• EXERCISE AIM: For every line in the entries that contains "sign", show the whole line.

Data records
........

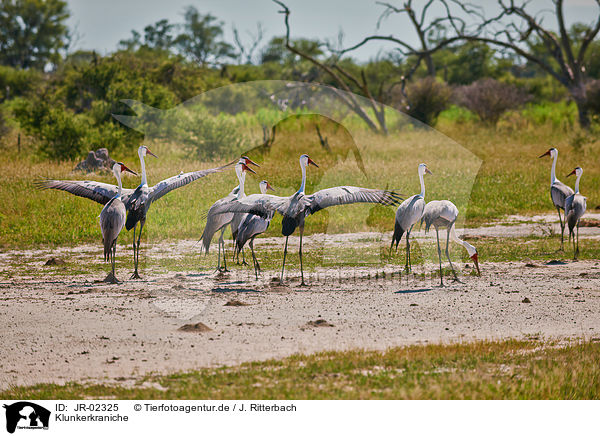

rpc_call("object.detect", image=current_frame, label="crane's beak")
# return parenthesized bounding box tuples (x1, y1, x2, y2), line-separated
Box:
(538, 150, 551, 158)
(566, 169, 576, 177)
(146, 148, 158, 158)
(242, 163, 257, 174)
(121, 164, 138, 176)
(471, 253, 481, 276)
(425, 167, 433, 175)
(266, 182, 275, 192)
(243, 156, 260, 167)
(308, 157, 319, 168)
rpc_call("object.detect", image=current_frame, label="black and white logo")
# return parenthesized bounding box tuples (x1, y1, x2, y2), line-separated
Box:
(3, 402, 50, 434)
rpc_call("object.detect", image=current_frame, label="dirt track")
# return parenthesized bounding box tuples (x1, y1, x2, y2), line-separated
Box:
(1, 215, 599, 390)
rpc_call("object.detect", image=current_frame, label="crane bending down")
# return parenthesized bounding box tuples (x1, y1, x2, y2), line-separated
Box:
(390, 163, 432, 272)
(565, 167, 587, 260)
(539, 148, 574, 250)
(421, 200, 480, 287)
(234, 180, 276, 279)
(35, 146, 232, 278)
(211, 154, 402, 285)
(101, 162, 137, 284)
(198, 157, 258, 272)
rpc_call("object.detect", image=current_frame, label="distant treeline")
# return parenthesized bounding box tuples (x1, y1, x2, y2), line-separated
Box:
(1, 0, 599, 159)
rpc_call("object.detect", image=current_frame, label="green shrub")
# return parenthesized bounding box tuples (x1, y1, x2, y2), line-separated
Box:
(403, 77, 451, 126)
(177, 108, 247, 159)
(521, 101, 576, 130)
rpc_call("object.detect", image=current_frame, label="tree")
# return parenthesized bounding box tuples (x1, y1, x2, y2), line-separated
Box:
(175, 7, 235, 66)
(119, 19, 176, 52)
(457, 0, 600, 128)
(0, 0, 71, 69)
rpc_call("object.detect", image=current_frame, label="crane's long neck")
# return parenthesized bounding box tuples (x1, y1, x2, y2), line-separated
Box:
(418, 168, 425, 198)
(298, 161, 307, 194)
(236, 166, 246, 199)
(450, 225, 475, 254)
(114, 169, 123, 198)
(550, 151, 557, 185)
(139, 149, 147, 186)
(574, 172, 582, 194)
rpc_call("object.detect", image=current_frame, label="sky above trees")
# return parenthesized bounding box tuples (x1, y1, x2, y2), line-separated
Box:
(67, 0, 600, 61)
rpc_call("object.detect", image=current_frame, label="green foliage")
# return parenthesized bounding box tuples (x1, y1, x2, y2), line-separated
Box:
(404, 77, 451, 126)
(175, 7, 235, 66)
(0, 66, 42, 102)
(177, 109, 247, 160)
(521, 101, 577, 130)
(0, 0, 70, 69)
(434, 42, 500, 85)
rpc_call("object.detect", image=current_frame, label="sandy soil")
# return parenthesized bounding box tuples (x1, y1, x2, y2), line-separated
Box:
(1, 215, 599, 390)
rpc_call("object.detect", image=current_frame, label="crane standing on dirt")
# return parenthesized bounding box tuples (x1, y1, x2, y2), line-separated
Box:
(234, 180, 276, 279)
(539, 148, 574, 250)
(421, 200, 481, 287)
(198, 157, 258, 272)
(390, 163, 432, 272)
(101, 162, 137, 284)
(565, 167, 587, 260)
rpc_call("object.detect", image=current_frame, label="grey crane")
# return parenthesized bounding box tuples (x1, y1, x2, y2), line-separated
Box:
(234, 180, 276, 279)
(101, 162, 137, 284)
(390, 163, 432, 272)
(539, 147, 574, 250)
(211, 154, 402, 285)
(198, 157, 258, 272)
(421, 200, 480, 287)
(36, 146, 231, 278)
(565, 167, 587, 260)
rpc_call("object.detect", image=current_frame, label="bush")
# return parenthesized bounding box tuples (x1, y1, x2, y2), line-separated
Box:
(403, 77, 451, 126)
(177, 108, 247, 160)
(453, 78, 531, 125)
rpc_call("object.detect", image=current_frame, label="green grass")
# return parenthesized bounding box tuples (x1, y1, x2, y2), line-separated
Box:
(0, 116, 598, 249)
(3, 339, 599, 399)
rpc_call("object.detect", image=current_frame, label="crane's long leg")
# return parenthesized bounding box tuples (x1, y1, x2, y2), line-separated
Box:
(299, 226, 307, 286)
(280, 236, 289, 284)
(131, 224, 137, 274)
(435, 228, 444, 287)
(445, 227, 461, 283)
(556, 206, 565, 251)
(131, 219, 145, 279)
(216, 232, 222, 271)
(575, 221, 580, 260)
(250, 238, 259, 280)
(238, 247, 248, 265)
(405, 226, 413, 273)
(217, 227, 229, 272)
(389, 236, 395, 259)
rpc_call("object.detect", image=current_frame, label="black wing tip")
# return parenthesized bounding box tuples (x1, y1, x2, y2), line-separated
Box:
(33, 178, 53, 190)
(381, 189, 403, 206)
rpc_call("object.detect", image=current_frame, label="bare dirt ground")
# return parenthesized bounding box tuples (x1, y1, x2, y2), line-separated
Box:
(1, 214, 599, 390)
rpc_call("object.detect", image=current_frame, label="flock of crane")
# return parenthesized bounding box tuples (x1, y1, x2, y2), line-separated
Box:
(36, 144, 586, 287)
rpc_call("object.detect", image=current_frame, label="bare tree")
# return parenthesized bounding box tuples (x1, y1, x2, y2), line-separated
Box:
(273, 0, 390, 134)
(233, 22, 265, 65)
(272, 0, 475, 133)
(457, 0, 600, 128)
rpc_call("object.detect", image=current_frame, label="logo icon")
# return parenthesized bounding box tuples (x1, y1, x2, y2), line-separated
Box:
(3, 402, 50, 434)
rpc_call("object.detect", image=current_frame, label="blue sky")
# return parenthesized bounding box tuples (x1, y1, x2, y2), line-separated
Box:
(66, 0, 600, 61)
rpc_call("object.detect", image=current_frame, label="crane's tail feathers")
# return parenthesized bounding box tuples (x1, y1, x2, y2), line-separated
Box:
(391, 221, 404, 251)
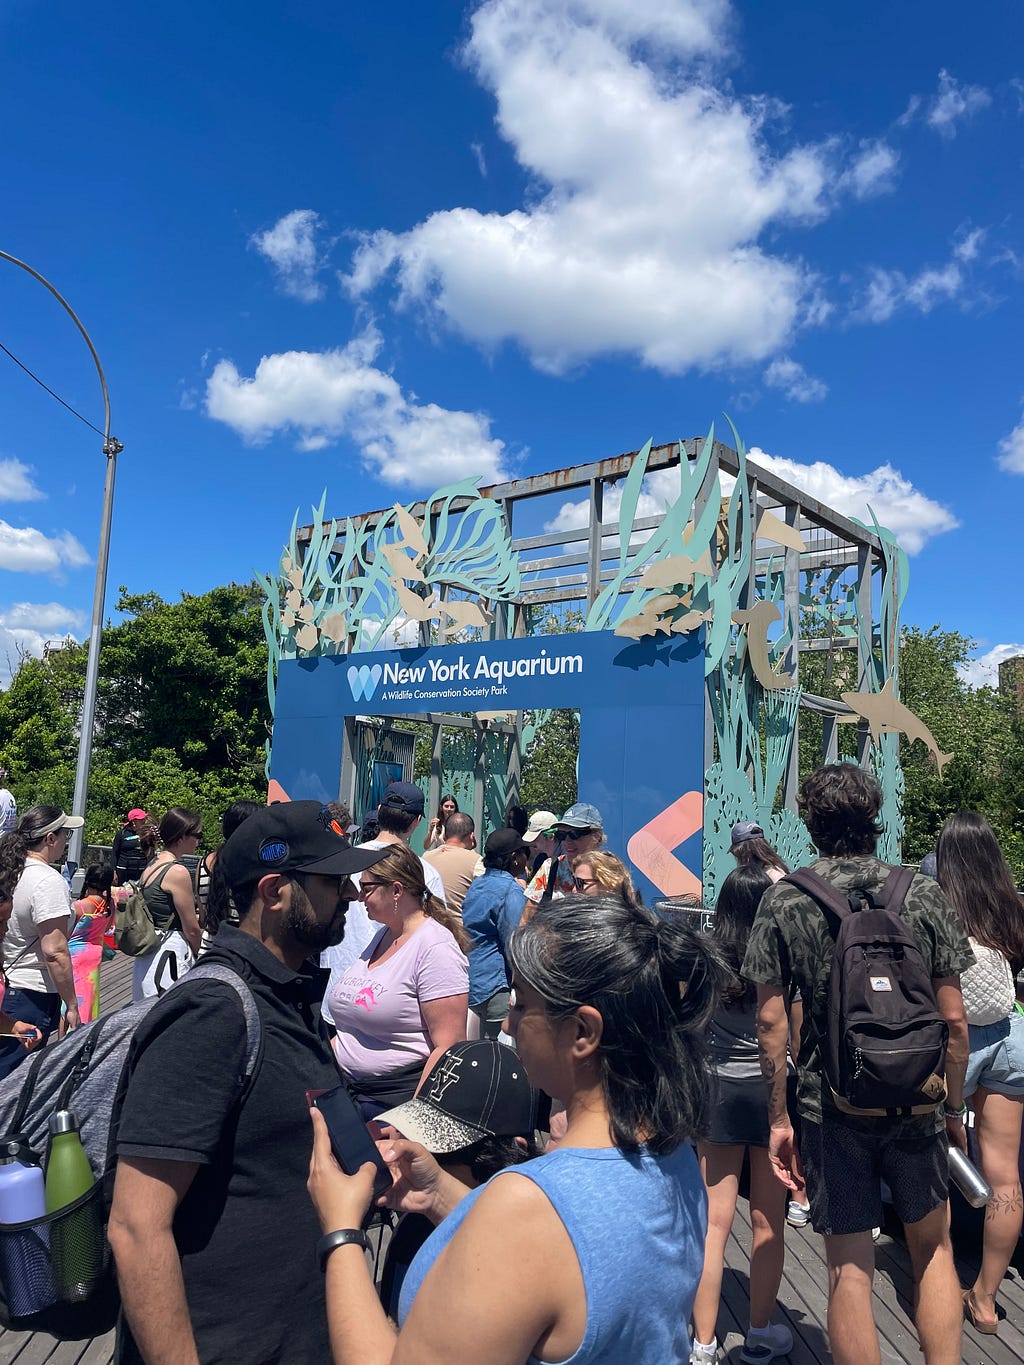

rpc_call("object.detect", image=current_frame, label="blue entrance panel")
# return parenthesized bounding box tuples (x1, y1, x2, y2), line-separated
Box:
(272, 630, 706, 904)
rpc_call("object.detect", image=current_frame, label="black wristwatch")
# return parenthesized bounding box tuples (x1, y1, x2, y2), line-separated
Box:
(317, 1228, 369, 1271)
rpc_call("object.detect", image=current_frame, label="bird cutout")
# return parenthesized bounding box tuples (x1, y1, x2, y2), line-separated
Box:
(475, 711, 510, 723)
(297, 600, 315, 624)
(731, 601, 796, 690)
(382, 540, 426, 583)
(281, 609, 296, 629)
(395, 581, 443, 622)
(280, 555, 293, 573)
(284, 588, 302, 611)
(392, 504, 430, 558)
(319, 613, 348, 644)
(440, 599, 494, 634)
(840, 678, 953, 774)
(294, 623, 319, 651)
(286, 567, 304, 590)
(757, 509, 807, 554)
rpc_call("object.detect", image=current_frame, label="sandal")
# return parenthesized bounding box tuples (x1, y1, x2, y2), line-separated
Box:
(962, 1288, 998, 1335)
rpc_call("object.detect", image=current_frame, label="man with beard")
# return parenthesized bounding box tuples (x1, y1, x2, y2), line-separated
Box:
(108, 802, 386, 1365)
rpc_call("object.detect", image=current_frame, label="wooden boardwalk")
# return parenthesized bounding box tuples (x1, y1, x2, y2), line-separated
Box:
(4, 951, 1023, 1363)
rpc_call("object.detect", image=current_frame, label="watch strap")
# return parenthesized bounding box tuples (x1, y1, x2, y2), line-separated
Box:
(317, 1227, 369, 1270)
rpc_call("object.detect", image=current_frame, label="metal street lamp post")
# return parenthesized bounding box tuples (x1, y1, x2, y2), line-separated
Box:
(0, 250, 123, 868)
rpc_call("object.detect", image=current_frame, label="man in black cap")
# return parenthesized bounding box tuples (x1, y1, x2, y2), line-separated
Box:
(108, 801, 386, 1365)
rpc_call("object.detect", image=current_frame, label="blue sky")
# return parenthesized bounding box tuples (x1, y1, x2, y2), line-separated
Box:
(0, 0, 1021, 686)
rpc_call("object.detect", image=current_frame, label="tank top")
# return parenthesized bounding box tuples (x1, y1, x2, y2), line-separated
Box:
(398, 1144, 707, 1364)
(140, 858, 182, 933)
(961, 937, 1016, 1026)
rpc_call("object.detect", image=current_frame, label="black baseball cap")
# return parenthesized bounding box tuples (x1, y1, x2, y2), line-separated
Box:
(379, 781, 425, 816)
(218, 801, 387, 887)
(376, 1041, 533, 1153)
(484, 828, 529, 859)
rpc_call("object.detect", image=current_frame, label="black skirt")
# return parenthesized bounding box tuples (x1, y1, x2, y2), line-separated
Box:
(704, 1074, 770, 1147)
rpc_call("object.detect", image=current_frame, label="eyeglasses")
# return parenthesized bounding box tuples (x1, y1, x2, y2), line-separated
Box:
(540, 827, 557, 838)
(359, 879, 388, 892)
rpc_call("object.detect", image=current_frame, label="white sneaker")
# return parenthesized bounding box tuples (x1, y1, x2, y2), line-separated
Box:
(741, 1322, 793, 1362)
(786, 1199, 810, 1228)
(689, 1338, 718, 1364)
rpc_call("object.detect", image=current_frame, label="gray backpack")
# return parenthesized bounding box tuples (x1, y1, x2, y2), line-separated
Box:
(0, 963, 262, 1337)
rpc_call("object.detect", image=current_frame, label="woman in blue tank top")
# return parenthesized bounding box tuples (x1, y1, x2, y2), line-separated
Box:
(308, 894, 728, 1365)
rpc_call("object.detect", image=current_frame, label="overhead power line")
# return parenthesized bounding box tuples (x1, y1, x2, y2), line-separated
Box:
(0, 335, 106, 438)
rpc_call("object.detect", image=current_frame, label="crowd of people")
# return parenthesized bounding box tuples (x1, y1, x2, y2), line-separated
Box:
(0, 765, 1020, 1364)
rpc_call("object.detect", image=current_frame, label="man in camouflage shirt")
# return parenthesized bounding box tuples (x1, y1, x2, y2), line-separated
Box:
(742, 763, 972, 1365)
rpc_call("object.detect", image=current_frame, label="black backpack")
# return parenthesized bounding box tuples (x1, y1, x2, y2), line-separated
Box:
(786, 866, 948, 1117)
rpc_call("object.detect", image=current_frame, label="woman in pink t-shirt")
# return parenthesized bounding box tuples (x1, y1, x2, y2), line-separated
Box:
(328, 843, 470, 1119)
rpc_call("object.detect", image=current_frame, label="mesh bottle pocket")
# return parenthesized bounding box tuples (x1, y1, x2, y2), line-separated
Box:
(0, 1183, 116, 1336)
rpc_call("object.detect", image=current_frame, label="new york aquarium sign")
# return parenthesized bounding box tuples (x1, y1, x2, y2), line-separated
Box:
(272, 629, 706, 897)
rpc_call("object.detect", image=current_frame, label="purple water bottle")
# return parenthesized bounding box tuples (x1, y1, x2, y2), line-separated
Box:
(0, 1134, 52, 1318)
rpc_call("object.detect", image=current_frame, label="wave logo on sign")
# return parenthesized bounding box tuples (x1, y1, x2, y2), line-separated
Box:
(347, 664, 382, 702)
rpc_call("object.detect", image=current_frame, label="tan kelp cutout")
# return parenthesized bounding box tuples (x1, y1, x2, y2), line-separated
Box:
(840, 678, 952, 774)
(757, 509, 807, 554)
(731, 601, 795, 690)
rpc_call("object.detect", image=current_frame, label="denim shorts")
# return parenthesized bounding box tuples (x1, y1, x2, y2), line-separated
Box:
(965, 1011, 1024, 1099)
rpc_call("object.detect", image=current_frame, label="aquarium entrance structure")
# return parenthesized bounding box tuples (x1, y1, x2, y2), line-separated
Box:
(261, 428, 921, 903)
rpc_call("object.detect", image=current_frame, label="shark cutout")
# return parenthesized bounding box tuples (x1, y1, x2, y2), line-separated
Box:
(840, 678, 952, 774)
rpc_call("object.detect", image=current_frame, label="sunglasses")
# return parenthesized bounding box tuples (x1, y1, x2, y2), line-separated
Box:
(561, 828, 596, 840)
(573, 876, 599, 891)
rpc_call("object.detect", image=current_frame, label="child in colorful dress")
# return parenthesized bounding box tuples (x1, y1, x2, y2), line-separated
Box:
(68, 863, 117, 1021)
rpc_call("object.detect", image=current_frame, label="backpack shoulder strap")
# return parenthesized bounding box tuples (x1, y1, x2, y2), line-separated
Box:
(875, 865, 916, 916)
(784, 868, 852, 920)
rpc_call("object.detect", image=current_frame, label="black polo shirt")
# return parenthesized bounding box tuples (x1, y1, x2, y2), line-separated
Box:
(115, 926, 341, 1365)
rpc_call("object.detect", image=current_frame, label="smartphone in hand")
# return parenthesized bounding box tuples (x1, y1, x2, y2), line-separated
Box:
(308, 1086, 392, 1208)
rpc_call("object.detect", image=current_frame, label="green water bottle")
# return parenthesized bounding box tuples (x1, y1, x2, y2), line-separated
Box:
(45, 1110, 100, 1302)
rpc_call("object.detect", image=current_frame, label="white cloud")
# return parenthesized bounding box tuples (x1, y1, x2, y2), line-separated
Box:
(958, 643, 1024, 690)
(854, 261, 963, 323)
(746, 449, 958, 555)
(205, 330, 510, 487)
(0, 522, 90, 574)
(763, 356, 827, 403)
(250, 209, 327, 302)
(926, 70, 991, 138)
(0, 602, 85, 687)
(0, 458, 44, 503)
(953, 226, 985, 263)
(836, 140, 899, 200)
(343, 0, 887, 376)
(997, 415, 1024, 475)
(542, 449, 955, 556)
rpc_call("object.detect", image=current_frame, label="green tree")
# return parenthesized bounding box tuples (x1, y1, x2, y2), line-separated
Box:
(519, 709, 579, 816)
(0, 583, 270, 849)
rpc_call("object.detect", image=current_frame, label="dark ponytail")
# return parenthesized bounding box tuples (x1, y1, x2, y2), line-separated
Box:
(509, 895, 727, 1153)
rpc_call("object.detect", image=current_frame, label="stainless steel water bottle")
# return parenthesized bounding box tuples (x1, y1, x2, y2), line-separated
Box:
(948, 1145, 992, 1209)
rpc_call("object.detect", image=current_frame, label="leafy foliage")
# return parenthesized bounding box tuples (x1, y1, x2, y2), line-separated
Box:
(0, 583, 270, 848)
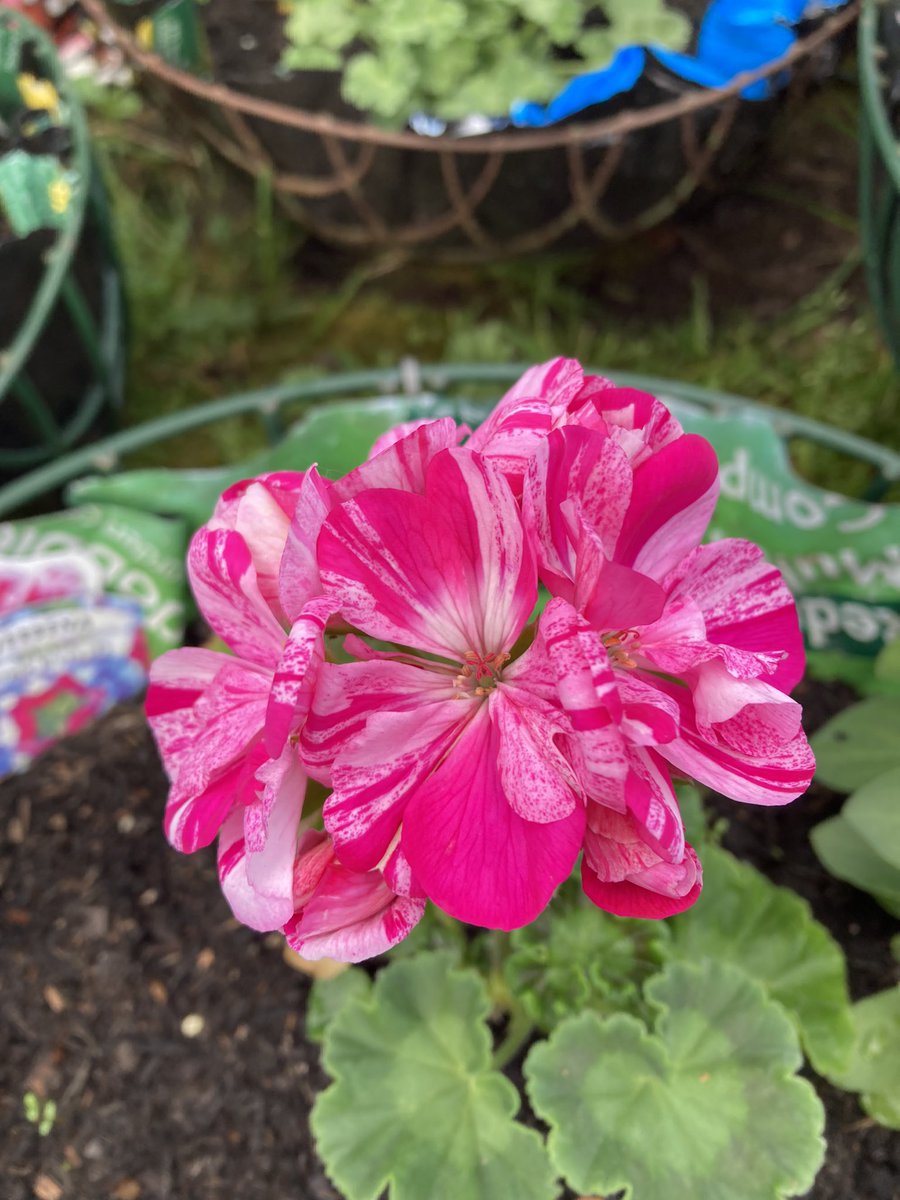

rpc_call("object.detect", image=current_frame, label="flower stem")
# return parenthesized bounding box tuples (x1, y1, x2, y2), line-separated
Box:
(492, 1000, 535, 1071)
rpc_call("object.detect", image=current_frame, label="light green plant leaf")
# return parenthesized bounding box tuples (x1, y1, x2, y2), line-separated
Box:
(810, 814, 900, 917)
(525, 959, 824, 1200)
(874, 637, 900, 689)
(809, 697, 900, 792)
(842, 764, 900, 871)
(312, 952, 559, 1200)
(505, 887, 669, 1029)
(343, 50, 418, 123)
(828, 986, 900, 1129)
(306, 968, 371, 1044)
(669, 845, 854, 1075)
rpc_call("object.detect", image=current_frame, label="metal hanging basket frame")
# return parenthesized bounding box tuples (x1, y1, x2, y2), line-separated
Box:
(0, 9, 126, 472)
(860, 0, 900, 365)
(81, 0, 859, 258)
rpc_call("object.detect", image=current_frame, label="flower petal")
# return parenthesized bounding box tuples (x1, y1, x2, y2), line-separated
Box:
(582, 807, 702, 918)
(278, 466, 333, 624)
(614, 434, 719, 582)
(319, 447, 535, 659)
(188, 527, 285, 666)
(523, 427, 632, 598)
(333, 417, 463, 502)
(265, 594, 333, 757)
(402, 704, 585, 929)
(663, 539, 805, 691)
(324, 695, 472, 872)
(284, 860, 424, 962)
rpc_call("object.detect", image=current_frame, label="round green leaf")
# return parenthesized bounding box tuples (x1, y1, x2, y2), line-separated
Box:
(828, 986, 900, 1129)
(525, 960, 825, 1200)
(810, 697, 900, 792)
(668, 845, 854, 1076)
(810, 814, 900, 914)
(505, 890, 669, 1029)
(312, 952, 558, 1200)
(842, 764, 900, 871)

........

• WRITTEN ANSWER:
rpc_call("object.detect", image=current_frame, label="new york aquarium sign")
rpc_call("object.detect", image=current_frame, label="wave logo on sign")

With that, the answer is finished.